▸ **EXTRACTED MATERIAL**:
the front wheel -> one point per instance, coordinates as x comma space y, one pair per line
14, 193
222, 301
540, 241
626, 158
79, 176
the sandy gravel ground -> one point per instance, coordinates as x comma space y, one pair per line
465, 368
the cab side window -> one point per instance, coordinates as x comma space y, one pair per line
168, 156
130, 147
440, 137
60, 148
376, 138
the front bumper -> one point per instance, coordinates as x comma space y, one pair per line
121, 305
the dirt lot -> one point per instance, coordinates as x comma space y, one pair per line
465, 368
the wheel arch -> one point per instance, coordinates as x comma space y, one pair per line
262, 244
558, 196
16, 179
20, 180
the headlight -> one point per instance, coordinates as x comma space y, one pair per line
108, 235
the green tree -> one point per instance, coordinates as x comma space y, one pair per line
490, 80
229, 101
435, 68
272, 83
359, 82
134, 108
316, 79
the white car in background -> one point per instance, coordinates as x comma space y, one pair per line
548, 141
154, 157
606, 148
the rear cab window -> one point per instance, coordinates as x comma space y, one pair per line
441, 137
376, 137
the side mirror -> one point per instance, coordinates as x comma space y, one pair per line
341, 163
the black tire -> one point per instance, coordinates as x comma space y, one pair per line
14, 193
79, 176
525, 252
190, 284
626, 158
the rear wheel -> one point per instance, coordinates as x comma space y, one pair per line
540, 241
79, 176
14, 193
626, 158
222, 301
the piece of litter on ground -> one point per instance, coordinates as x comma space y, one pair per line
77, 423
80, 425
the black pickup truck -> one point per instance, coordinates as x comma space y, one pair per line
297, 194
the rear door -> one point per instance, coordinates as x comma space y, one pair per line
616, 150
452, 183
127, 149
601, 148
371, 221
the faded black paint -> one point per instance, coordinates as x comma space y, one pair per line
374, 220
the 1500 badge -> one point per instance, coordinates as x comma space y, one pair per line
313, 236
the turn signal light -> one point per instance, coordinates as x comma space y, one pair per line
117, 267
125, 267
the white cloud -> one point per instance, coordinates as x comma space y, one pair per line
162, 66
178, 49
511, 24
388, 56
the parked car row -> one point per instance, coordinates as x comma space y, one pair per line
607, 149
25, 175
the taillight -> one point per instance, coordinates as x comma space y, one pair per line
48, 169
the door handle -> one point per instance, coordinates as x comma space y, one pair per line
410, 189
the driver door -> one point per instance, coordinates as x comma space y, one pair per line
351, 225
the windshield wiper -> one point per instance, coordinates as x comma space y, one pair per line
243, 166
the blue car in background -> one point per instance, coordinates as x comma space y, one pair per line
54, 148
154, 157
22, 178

▸ **YOUR GOAL**: Repeat all of the records above verbatim, keeping every line the same and in the same order.

▸ **COMPLETE ANSWER**:
the front wheel -> one point per instance, coordinates as x comma space y, one pair per line
14, 193
222, 301
540, 241
626, 158
79, 176
the sandy gravel ground -> one point per instance, coordinates as x comma space y, one pair per line
465, 368
the cab side window -> one point per instance, coordinates as x comma space y, one pair per line
168, 156
130, 147
440, 137
60, 148
376, 138
the front bumper -> one point per instance, coordinates as x comma space y, one pair per line
121, 305
the dirt lot -> one point per instance, coordinates as x comma space y, one pair per line
465, 368
the wheel arch -> one point per instance, coordinates as x comma space y, one pair per line
262, 244
558, 196
16, 179
20, 180
the headlight -> one point per instance, coordinates as x comma space y, one pair per line
108, 235
the green tree -> one point per instance, coordinates as x comma space y, one pair per line
490, 80
229, 101
435, 68
272, 83
359, 82
134, 108
316, 79
the white car in background -> one point per instance, coordinates as x comma space y, one pair per line
548, 141
154, 157
606, 148
the rear cab window -> one point per instance, coordinates as x comma space y, one pair per line
441, 137
376, 137
the side mirror -> one point per instance, coordinates as x comma space y, one pair per line
341, 163
the black tire -> one point per instance, coordinates as x comma space y, one pair per line
14, 193
79, 176
525, 252
190, 284
626, 158
the rear wheel -> one point per instance, coordinates as x comma space y, one pair per line
540, 241
79, 176
14, 193
626, 158
222, 301
the piece of litter on ground -> one point per instance, coordinates as x comma space y, one pair per line
77, 423
80, 425
the black pickup truck -> one point per instance, coordinates as x comma space y, one pair per line
297, 194
the rear door -> one point per instance, coordinates as x comma space y, one pair per line
616, 150
452, 183
127, 149
601, 148
371, 221
the faded black paint -> one point per instance, coordinates as x comma space y, one pair per line
374, 220
the 1500 badge -> one point per instance, coordinates as x comma space y, one pair per line
313, 236
the turn signal light -> one point per instance, coordinates as x comma space y, one pair per line
117, 267
125, 267
the white cloud -> one point per instance, coordinates as x comma space y, one pair per line
162, 66
178, 49
511, 24
388, 56
the parked car row -> one point per instance, coordinates as x comma space y, one pair per line
607, 149
25, 175
the taillight -> one point per instance, coordinates as x comma space y, one pair per line
48, 169
the door handle -> one point per instance, coordinates as x comma space y, one pair per line
410, 189
the driver door -> one point per instance, coordinates as x comma space y, one pair per line
351, 225
the windshield wiper -> one point per instance, coordinates as x comma space y, one pair per line
243, 166
the blue car in background -> one point per instance, coordinates as x comma space y, one pair per line
54, 148
154, 157
22, 178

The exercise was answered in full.